• Task details: Using the entries below, copy out all lines where "wavy" is found.

• Listed records:
----------------------------------------
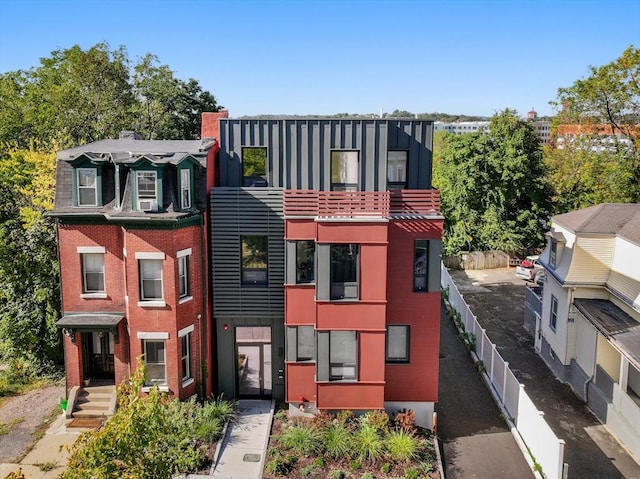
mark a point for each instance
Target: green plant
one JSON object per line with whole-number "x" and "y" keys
{"x": 368, "y": 443}
{"x": 402, "y": 446}
{"x": 304, "y": 440}
{"x": 338, "y": 441}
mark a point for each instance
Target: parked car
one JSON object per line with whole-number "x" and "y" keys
{"x": 530, "y": 269}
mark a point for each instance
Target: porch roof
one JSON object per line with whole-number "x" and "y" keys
{"x": 90, "y": 320}
{"x": 616, "y": 325}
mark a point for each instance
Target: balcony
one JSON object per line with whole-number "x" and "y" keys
{"x": 361, "y": 204}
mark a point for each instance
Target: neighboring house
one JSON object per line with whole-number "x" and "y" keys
{"x": 303, "y": 255}
{"x": 131, "y": 228}
{"x": 588, "y": 332}
{"x": 326, "y": 240}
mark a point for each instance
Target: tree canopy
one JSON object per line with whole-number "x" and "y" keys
{"x": 492, "y": 187}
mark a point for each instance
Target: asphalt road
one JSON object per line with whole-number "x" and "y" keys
{"x": 496, "y": 297}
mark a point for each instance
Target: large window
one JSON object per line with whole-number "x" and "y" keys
{"x": 150, "y": 279}
{"x": 92, "y": 272}
{"x": 344, "y": 271}
{"x": 87, "y": 180}
{"x": 254, "y": 166}
{"x": 147, "y": 195}
{"x": 185, "y": 348}
{"x": 344, "y": 170}
{"x": 185, "y": 189}
{"x": 254, "y": 260}
{"x": 420, "y": 262}
{"x": 155, "y": 360}
{"x": 343, "y": 355}
{"x": 397, "y": 344}
{"x": 397, "y": 169}
{"x": 305, "y": 260}
{"x": 553, "y": 317}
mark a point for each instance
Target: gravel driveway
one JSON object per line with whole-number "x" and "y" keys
{"x": 28, "y": 411}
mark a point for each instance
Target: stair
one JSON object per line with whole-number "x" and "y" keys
{"x": 95, "y": 401}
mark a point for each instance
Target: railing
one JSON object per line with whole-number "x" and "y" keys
{"x": 541, "y": 441}
{"x": 355, "y": 204}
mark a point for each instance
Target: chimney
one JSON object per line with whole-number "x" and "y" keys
{"x": 210, "y": 125}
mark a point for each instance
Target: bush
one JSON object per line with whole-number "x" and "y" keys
{"x": 402, "y": 446}
{"x": 304, "y": 440}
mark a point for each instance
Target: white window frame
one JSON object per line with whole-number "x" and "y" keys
{"x": 142, "y": 199}
{"x": 185, "y": 188}
{"x": 187, "y": 373}
{"x": 143, "y": 258}
{"x": 94, "y": 174}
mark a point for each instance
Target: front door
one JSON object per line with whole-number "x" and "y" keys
{"x": 253, "y": 361}
{"x": 98, "y": 355}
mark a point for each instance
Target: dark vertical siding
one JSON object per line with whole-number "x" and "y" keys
{"x": 299, "y": 151}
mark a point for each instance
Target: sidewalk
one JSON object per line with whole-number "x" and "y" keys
{"x": 49, "y": 456}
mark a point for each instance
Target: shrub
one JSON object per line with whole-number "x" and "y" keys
{"x": 368, "y": 443}
{"x": 337, "y": 441}
{"x": 304, "y": 440}
{"x": 402, "y": 446}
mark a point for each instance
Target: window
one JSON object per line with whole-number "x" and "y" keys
{"x": 185, "y": 346}
{"x": 146, "y": 190}
{"x": 87, "y": 179}
{"x": 254, "y": 260}
{"x": 553, "y": 253}
{"x": 343, "y": 354}
{"x": 397, "y": 344}
{"x": 305, "y": 258}
{"x": 92, "y": 272}
{"x": 154, "y": 358}
{"x": 344, "y": 170}
{"x": 344, "y": 271}
{"x": 553, "y": 320}
{"x": 305, "y": 343}
{"x": 420, "y": 262}
{"x": 183, "y": 272}
{"x": 254, "y": 166}
{"x": 150, "y": 279}
{"x": 185, "y": 189}
{"x": 397, "y": 169}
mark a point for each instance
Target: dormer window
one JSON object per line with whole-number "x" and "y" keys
{"x": 185, "y": 189}
{"x": 87, "y": 181}
{"x": 146, "y": 190}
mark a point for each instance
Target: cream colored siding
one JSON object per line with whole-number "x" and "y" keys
{"x": 591, "y": 261}
{"x": 628, "y": 289}
{"x": 608, "y": 358}
{"x": 586, "y": 336}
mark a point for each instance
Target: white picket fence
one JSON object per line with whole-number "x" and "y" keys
{"x": 538, "y": 437}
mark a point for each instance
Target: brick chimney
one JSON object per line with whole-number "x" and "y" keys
{"x": 210, "y": 125}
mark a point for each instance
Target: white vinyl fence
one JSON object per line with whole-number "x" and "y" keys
{"x": 542, "y": 443}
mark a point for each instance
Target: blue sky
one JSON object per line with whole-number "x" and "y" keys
{"x": 322, "y": 57}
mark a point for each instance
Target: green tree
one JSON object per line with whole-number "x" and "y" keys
{"x": 588, "y": 168}
{"x": 493, "y": 191}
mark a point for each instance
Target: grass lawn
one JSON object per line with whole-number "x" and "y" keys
{"x": 371, "y": 446}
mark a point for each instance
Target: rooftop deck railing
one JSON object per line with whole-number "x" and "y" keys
{"x": 357, "y": 204}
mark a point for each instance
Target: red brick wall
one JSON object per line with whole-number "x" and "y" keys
{"x": 418, "y": 380}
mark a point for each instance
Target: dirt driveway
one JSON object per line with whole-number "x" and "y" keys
{"x": 497, "y": 299}
{"x": 24, "y": 415}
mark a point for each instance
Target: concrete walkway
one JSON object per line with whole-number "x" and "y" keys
{"x": 244, "y": 447}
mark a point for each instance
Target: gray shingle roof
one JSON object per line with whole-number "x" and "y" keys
{"x": 621, "y": 219}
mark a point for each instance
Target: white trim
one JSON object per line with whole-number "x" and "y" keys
{"x": 150, "y": 255}
{"x": 91, "y": 249}
{"x": 147, "y": 335}
{"x": 185, "y": 299}
{"x": 152, "y": 304}
{"x": 185, "y": 331}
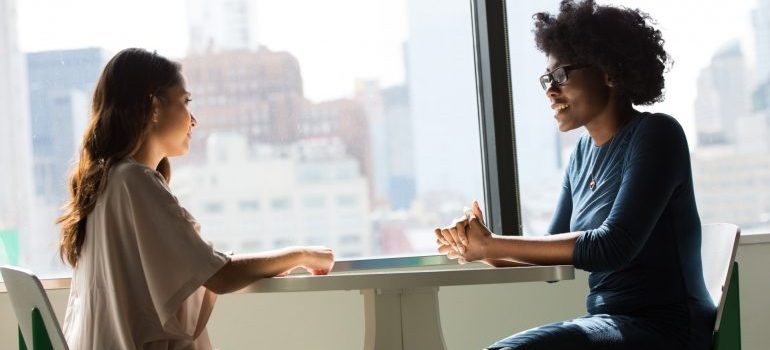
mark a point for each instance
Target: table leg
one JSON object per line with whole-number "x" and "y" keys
{"x": 402, "y": 319}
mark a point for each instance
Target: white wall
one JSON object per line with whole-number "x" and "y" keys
{"x": 472, "y": 316}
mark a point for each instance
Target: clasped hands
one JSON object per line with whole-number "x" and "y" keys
{"x": 467, "y": 238}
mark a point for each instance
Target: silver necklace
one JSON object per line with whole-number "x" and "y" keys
{"x": 592, "y": 184}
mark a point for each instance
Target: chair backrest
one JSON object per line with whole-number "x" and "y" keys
{"x": 718, "y": 247}
{"x": 27, "y": 293}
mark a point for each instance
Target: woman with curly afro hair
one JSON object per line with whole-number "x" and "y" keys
{"x": 627, "y": 210}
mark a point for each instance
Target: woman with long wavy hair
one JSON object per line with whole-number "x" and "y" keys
{"x": 143, "y": 278}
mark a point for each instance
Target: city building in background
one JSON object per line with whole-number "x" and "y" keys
{"x": 722, "y": 98}
{"x": 731, "y": 165}
{"x": 251, "y": 197}
{"x": 61, "y": 84}
{"x": 16, "y": 193}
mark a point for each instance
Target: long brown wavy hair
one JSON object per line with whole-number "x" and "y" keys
{"x": 121, "y": 115}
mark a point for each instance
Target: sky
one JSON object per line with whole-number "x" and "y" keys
{"x": 335, "y": 48}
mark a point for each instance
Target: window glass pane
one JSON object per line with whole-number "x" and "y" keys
{"x": 367, "y": 104}
{"x": 718, "y": 90}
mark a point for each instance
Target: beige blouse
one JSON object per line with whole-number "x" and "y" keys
{"x": 139, "y": 279}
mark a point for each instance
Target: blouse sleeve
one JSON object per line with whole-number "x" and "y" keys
{"x": 656, "y": 165}
{"x": 174, "y": 258}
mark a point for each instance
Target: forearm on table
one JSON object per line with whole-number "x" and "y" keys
{"x": 545, "y": 250}
{"x": 244, "y": 269}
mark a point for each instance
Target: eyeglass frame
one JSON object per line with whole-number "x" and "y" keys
{"x": 553, "y": 82}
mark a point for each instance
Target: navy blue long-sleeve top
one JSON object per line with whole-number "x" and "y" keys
----------------------------------------
• Problem solution:
Target: woman with long wavy hair
Target: long brown wavy hair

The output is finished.